**** DATA FOR THE TASK ****
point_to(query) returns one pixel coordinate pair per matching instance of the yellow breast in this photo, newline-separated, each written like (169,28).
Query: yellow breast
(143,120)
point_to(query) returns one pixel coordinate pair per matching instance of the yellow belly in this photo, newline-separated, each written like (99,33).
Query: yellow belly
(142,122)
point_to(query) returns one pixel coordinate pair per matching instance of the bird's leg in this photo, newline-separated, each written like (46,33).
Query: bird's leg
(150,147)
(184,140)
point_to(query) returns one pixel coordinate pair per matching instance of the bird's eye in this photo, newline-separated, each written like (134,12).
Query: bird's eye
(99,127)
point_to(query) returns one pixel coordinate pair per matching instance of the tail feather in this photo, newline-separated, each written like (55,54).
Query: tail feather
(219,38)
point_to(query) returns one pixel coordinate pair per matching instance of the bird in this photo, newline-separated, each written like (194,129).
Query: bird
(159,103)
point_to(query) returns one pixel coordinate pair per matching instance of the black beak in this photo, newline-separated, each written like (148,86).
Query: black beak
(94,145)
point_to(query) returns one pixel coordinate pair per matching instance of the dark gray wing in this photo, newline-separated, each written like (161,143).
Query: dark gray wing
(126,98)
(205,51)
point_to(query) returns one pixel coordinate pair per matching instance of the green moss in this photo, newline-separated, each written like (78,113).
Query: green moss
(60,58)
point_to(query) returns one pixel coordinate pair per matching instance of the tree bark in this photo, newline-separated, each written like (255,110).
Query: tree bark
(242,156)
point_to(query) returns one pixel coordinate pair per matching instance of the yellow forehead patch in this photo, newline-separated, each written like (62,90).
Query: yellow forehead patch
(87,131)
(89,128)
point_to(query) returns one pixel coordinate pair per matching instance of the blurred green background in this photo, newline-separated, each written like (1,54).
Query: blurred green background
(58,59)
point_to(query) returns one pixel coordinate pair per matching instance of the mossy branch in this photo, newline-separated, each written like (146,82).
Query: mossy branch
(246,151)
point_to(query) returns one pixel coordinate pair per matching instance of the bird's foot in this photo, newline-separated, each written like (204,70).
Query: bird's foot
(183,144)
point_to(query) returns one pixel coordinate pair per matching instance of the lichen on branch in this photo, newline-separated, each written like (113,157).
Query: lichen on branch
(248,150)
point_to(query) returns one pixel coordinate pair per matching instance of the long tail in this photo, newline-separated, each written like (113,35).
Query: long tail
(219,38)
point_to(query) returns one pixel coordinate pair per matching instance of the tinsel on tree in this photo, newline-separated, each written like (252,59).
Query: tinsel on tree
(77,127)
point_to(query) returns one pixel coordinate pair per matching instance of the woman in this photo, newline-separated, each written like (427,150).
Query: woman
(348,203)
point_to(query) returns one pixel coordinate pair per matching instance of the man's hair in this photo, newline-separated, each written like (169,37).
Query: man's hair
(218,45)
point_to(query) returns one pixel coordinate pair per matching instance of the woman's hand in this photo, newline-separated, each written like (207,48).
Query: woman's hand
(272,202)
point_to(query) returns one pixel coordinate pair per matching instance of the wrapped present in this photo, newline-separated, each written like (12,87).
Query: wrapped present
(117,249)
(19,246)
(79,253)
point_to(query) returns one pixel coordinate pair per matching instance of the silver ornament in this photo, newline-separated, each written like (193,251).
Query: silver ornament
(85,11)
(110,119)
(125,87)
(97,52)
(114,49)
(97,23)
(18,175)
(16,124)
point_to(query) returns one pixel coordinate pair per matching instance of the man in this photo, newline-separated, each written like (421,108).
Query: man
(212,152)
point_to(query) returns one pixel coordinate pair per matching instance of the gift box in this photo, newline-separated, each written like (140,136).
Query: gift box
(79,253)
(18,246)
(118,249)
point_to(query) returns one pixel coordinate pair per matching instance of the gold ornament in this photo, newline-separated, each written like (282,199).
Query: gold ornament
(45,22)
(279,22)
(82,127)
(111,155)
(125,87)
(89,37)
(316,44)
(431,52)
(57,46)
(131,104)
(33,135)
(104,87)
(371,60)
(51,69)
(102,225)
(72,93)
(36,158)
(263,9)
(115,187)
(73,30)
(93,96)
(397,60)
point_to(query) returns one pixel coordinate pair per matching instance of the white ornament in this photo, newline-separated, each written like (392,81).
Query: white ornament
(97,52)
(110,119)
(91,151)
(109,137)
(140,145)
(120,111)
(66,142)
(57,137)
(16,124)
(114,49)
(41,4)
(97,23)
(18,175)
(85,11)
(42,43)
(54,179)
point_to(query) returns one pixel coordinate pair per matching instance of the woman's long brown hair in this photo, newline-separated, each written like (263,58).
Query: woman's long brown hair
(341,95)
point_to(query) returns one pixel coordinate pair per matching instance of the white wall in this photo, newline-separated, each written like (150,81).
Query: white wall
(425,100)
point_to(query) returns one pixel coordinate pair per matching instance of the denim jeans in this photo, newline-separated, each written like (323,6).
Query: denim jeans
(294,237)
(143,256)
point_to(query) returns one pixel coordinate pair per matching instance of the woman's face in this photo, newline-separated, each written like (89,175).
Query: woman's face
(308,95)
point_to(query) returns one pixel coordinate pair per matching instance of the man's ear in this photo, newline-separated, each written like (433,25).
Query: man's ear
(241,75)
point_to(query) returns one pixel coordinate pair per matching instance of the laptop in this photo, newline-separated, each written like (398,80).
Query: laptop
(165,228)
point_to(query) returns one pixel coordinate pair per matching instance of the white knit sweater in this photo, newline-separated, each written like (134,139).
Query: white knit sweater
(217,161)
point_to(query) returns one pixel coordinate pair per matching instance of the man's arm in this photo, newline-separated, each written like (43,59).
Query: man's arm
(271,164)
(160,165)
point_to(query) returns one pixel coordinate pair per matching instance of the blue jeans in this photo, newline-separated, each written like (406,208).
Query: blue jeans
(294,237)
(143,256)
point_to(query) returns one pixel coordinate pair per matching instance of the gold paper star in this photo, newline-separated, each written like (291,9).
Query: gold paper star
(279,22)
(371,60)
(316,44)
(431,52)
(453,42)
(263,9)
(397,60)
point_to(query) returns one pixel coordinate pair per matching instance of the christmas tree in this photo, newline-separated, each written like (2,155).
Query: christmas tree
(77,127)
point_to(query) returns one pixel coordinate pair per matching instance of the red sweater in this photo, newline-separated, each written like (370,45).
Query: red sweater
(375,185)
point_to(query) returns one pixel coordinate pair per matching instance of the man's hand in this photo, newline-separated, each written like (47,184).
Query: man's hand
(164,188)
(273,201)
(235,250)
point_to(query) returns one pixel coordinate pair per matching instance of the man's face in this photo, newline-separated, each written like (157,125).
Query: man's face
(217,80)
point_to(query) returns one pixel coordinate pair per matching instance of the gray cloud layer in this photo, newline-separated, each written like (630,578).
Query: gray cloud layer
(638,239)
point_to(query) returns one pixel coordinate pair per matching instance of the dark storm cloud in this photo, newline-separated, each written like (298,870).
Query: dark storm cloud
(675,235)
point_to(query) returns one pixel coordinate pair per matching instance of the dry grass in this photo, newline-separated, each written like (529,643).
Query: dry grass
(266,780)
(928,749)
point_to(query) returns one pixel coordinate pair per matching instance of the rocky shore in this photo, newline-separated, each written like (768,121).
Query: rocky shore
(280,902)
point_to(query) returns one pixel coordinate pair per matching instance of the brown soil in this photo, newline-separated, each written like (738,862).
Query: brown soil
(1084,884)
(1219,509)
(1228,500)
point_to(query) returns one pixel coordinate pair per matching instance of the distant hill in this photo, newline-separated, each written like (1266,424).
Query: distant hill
****
PROBLEM TO SOLVE:
Return every line from the material that contains the word "distant".

ANSWER AREA:
point_to(query) returns one pixel coordinate pair per matching instance of the distant hill in this photo, newline-separated, each written like (1266,424).
Query: distant hill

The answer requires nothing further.